- **Objective**:
Rewrite the rows starting at the line containing "Find the white roof" and ending at the line containing "left=156, top=41, right=348, bottom=68", renaming "roof edge" to "roof trim" and changing nothing else.

_ _ _ _

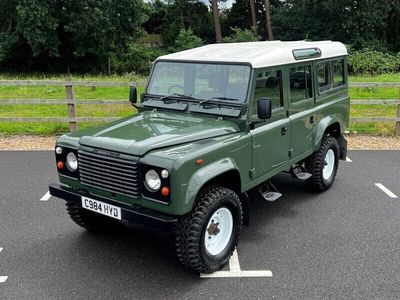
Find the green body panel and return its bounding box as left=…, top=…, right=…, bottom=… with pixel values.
left=57, top=55, right=350, bottom=216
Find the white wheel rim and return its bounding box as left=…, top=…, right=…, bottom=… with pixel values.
left=204, top=207, right=233, bottom=255
left=322, top=149, right=335, bottom=180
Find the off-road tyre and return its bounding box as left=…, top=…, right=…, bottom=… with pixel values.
left=305, top=136, right=339, bottom=192
left=65, top=201, right=118, bottom=232
left=176, top=186, right=243, bottom=273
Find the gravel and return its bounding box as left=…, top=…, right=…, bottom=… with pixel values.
left=0, top=135, right=400, bottom=151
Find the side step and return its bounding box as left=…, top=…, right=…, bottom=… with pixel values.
left=260, top=181, right=282, bottom=202
left=290, top=165, right=312, bottom=180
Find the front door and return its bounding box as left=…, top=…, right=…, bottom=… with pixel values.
left=250, top=69, right=291, bottom=179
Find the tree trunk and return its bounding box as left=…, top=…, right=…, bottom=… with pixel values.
left=211, top=0, right=222, bottom=43
left=265, top=0, right=274, bottom=41
left=249, top=0, right=257, bottom=32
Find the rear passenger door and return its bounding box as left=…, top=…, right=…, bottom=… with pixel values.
left=288, top=62, right=315, bottom=158
left=250, top=69, right=291, bottom=178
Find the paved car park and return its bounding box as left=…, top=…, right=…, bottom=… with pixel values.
left=0, top=151, right=400, bottom=299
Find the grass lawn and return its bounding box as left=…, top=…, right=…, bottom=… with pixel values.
left=0, top=73, right=400, bottom=135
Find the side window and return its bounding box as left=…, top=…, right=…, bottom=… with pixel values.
left=289, top=66, right=313, bottom=103
left=332, top=59, right=344, bottom=87
left=317, top=61, right=331, bottom=92
left=254, top=71, right=283, bottom=109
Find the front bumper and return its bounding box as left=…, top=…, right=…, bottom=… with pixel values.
left=49, top=183, right=178, bottom=232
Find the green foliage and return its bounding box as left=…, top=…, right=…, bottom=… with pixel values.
left=0, top=0, right=147, bottom=71
left=112, top=42, right=167, bottom=75
left=172, top=29, right=203, bottom=52
left=224, top=27, right=261, bottom=43
left=144, top=0, right=214, bottom=48
left=348, top=48, right=400, bottom=75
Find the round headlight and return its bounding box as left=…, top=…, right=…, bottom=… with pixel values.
left=161, top=169, right=169, bottom=179
left=67, top=152, right=78, bottom=172
left=145, top=170, right=161, bottom=192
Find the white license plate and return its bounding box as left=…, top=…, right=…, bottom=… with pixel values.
left=82, top=197, right=121, bottom=220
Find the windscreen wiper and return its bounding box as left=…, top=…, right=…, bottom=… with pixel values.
left=199, top=97, right=239, bottom=105
left=160, top=93, right=196, bottom=103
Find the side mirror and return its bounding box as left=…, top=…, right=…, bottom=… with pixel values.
left=129, top=86, right=137, bottom=106
left=257, top=99, right=272, bottom=120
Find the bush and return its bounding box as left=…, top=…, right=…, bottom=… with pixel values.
left=112, top=43, right=168, bottom=75
left=348, top=49, right=400, bottom=75
left=171, top=29, right=203, bottom=52
left=224, top=27, right=261, bottom=43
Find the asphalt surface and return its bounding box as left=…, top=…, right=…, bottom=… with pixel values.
left=0, top=151, right=400, bottom=299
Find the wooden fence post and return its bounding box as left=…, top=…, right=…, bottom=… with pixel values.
left=396, top=89, right=400, bottom=137
left=65, top=78, right=77, bottom=132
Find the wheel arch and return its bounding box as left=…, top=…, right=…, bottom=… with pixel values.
left=314, top=116, right=347, bottom=159
left=185, top=158, right=249, bottom=225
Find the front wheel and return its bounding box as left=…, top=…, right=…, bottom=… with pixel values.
left=306, top=136, right=339, bottom=192
left=176, top=187, right=243, bottom=273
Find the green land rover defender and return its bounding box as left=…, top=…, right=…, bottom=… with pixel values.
left=50, top=41, right=349, bottom=273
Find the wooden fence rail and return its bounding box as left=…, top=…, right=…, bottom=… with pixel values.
left=0, top=80, right=400, bottom=136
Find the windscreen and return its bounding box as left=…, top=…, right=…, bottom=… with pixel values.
left=147, top=62, right=250, bottom=102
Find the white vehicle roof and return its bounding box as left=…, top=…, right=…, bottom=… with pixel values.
left=157, top=41, right=347, bottom=68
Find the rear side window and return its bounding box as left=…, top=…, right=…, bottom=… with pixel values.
left=254, top=70, right=283, bottom=109
left=332, top=60, right=344, bottom=87
left=317, top=61, right=331, bottom=92
left=289, top=66, right=313, bottom=103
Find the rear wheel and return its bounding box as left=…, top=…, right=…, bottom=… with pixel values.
left=66, top=201, right=118, bottom=232
left=176, top=187, right=243, bottom=273
left=306, top=136, right=339, bottom=192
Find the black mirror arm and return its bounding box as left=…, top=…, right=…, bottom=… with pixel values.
left=250, top=119, right=267, bottom=129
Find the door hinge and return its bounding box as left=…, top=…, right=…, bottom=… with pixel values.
left=249, top=168, right=256, bottom=179
left=289, top=148, right=293, bottom=158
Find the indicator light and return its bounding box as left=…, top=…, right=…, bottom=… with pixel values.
left=161, top=186, right=169, bottom=197
left=196, top=158, right=204, bottom=166
left=57, top=161, right=64, bottom=170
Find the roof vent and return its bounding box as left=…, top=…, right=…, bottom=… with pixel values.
left=292, top=48, right=322, bottom=60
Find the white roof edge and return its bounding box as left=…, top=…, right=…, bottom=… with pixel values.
left=156, top=41, right=348, bottom=68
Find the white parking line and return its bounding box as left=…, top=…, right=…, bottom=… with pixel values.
left=200, top=250, right=272, bottom=278
left=0, top=247, right=8, bottom=283
left=0, top=276, right=8, bottom=283
left=40, top=192, right=51, bottom=201
left=375, top=183, right=399, bottom=198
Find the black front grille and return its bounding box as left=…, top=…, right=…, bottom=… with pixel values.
left=78, top=150, right=140, bottom=197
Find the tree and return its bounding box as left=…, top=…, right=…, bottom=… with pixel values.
left=224, top=27, right=261, bottom=43
left=249, top=0, right=257, bottom=32
left=211, top=0, right=222, bottom=43
left=172, top=29, right=203, bottom=51
left=0, top=0, right=147, bottom=68
left=265, top=0, right=274, bottom=41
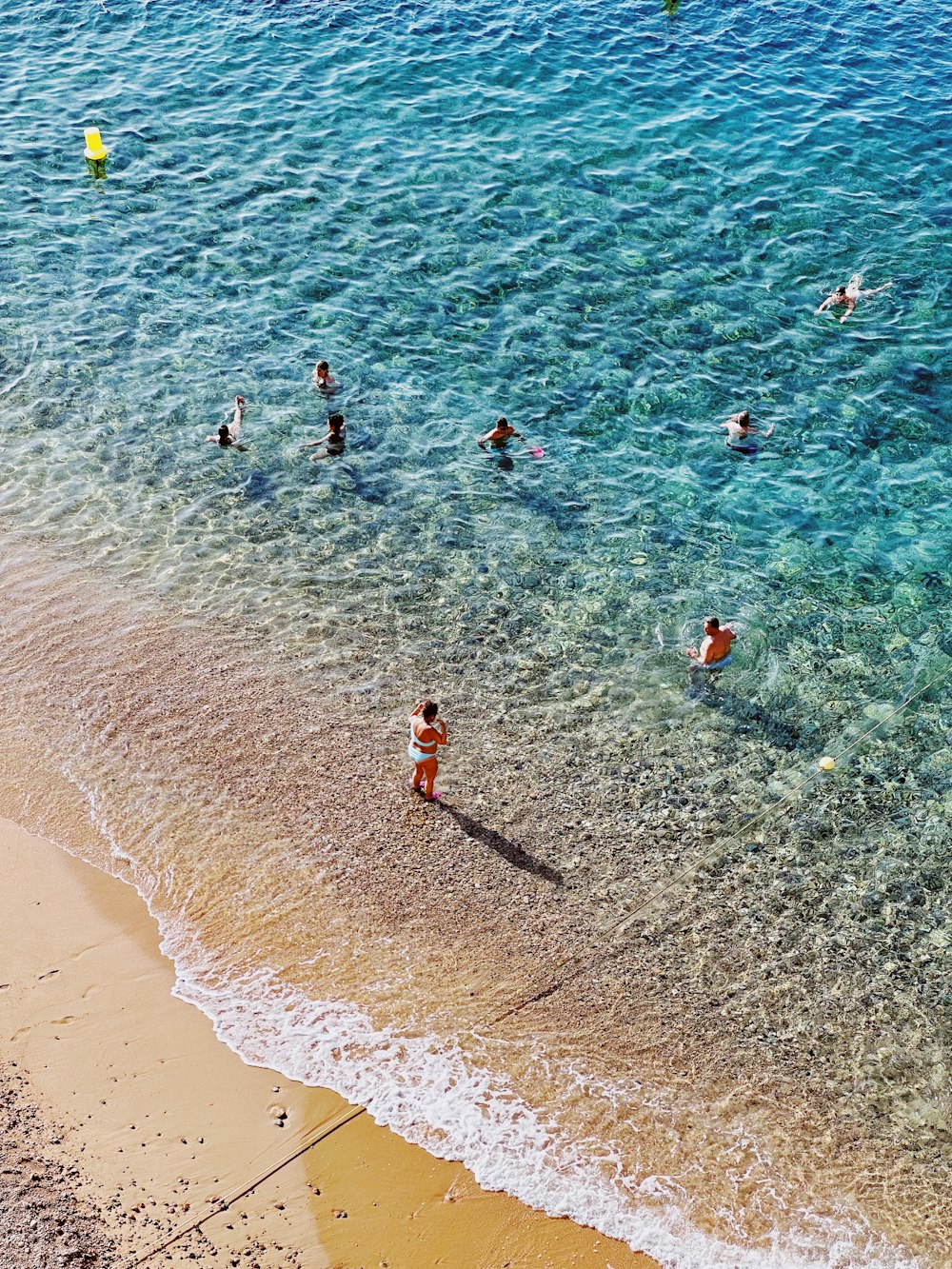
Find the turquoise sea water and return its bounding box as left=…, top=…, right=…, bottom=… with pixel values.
left=0, top=0, right=952, bottom=1264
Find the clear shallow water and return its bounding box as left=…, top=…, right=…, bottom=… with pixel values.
left=0, top=0, right=952, bottom=1263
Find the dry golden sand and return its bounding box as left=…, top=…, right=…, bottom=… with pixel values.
left=0, top=821, right=654, bottom=1269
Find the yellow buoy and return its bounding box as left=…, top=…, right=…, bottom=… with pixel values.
left=83, top=129, right=109, bottom=163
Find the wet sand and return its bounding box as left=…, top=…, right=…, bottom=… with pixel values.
left=0, top=821, right=654, bottom=1269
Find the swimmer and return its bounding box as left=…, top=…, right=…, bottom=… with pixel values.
left=684, top=617, right=738, bottom=674
left=311, top=362, right=340, bottom=392
left=719, top=410, right=774, bottom=454
left=814, top=273, right=892, bottom=327
left=407, top=701, right=446, bottom=802
left=298, top=414, right=347, bottom=464
left=476, top=418, right=542, bottom=458
left=205, top=396, right=245, bottom=453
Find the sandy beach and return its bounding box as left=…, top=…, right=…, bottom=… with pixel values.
left=0, top=821, right=654, bottom=1269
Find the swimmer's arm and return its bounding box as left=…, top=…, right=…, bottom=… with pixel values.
left=420, top=718, right=448, bottom=744
left=696, top=635, right=713, bottom=664
left=297, top=431, right=332, bottom=449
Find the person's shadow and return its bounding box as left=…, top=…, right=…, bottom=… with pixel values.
left=441, top=802, right=563, bottom=885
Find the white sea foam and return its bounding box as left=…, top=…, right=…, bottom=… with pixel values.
left=164, top=931, right=921, bottom=1269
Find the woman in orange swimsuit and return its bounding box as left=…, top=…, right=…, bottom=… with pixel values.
left=407, top=701, right=446, bottom=802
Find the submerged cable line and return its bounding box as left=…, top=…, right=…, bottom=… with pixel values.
left=484, top=663, right=952, bottom=1026
left=132, top=1106, right=367, bottom=1269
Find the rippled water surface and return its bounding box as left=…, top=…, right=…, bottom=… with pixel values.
left=0, top=0, right=952, bottom=1266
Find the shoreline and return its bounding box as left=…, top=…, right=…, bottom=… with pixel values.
left=0, top=821, right=655, bottom=1269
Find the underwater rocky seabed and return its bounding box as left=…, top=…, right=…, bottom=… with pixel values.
left=0, top=0, right=952, bottom=1269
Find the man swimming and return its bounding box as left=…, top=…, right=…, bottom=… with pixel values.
left=684, top=617, right=738, bottom=672
left=476, top=418, right=526, bottom=449
left=719, top=410, right=774, bottom=454
left=311, top=362, right=340, bottom=392
left=205, top=396, right=247, bottom=449
left=814, top=273, right=892, bottom=327
left=298, top=414, right=347, bottom=462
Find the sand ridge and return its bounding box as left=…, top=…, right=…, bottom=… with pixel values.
left=0, top=823, right=651, bottom=1269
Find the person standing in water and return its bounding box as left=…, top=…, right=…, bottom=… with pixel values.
left=814, top=273, right=892, bottom=327
left=684, top=617, right=738, bottom=674
left=311, top=362, right=340, bottom=393
left=719, top=410, right=774, bottom=454
left=407, top=701, right=446, bottom=802
left=205, top=396, right=247, bottom=449
left=298, top=414, right=347, bottom=464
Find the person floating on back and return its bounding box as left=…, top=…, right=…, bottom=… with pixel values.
left=205, top=396, right=245, bottom=452
left=298, top=414, right=347, bottom=464
left=719, top=410, right=774, bottom=454
left=407, top=701, right=446, bottom=802
left=815, top=273, right=892, bottom=327
left=311, top=362, right=340, bottom=393
left=684, top=617, right=738, bottom=674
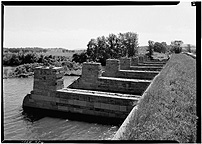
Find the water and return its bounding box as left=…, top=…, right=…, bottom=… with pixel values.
left=3, top=76, right=118, bottom=140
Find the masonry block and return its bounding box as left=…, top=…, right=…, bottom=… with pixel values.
left=138, top=56, right=144, bottom=63
left=131, top=57, right=139, bottom=66
left=102, top=59, right=120, bottom=77
left=120, top=57, right=131, bottom=70
left=81, top=62, right=102, bottom=82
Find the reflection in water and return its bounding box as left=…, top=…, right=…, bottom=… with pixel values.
left=3, top=77, right=118, bottom=140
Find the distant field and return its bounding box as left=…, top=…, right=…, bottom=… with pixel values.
left=40, top=50, right=84, bottom=58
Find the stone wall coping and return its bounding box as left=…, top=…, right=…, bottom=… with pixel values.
left=83, top=62, right=101, bottom=65
left=99, top=76, right=152, bottom=83
left=119, top=70, right=159, bottom=74
left=35, top=66, right=62, bottom=69
left=130, top=65, right=163, bottom=68
left=57, top=88, right=141, bottom=101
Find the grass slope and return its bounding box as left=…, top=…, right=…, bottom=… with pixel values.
left=120, top=54, right=198, bottom=143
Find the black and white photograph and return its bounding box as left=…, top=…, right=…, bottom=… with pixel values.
left=1, top=1, right=201, bottom=143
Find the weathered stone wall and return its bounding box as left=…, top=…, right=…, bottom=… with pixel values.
left=102, top=59, right=120, bottom=77
left=102, top=57, right=159, bottom=80
left=120, top=57, right=131, bottom=70
left=131, top=57, right=139, bottom=66
left=69, top=61, right=151, bottom=95
left=24, top=89, right=139, bottom=118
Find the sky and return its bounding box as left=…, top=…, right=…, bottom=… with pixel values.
left=3, top=2, right=196, bottom=49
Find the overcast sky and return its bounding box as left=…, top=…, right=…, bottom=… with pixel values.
left=3, top=2, right=196, bottom=49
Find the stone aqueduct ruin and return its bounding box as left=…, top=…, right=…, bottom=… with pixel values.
left=23, top=56, right=166, bottom=119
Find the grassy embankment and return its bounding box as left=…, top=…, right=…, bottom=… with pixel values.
left=119, top=54, right=198, bottom=143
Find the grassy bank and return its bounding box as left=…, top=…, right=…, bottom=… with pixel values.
left=3, top=62, right=82, bottom=78
left=119, top=54, right=198, bottom=143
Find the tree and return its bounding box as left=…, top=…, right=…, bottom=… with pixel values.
left=72, top=52, right=87, bottom=63
left=171, top=40, right=183, bottom=53
left=186, top=44, right=191, bottom=53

_ _ _ _

- **Response**:
Find the white roof trim and return its bounding box as left=…, top=…, right=…, bottom=… with pixel values.
left=156, top=41, right=348, bottom=68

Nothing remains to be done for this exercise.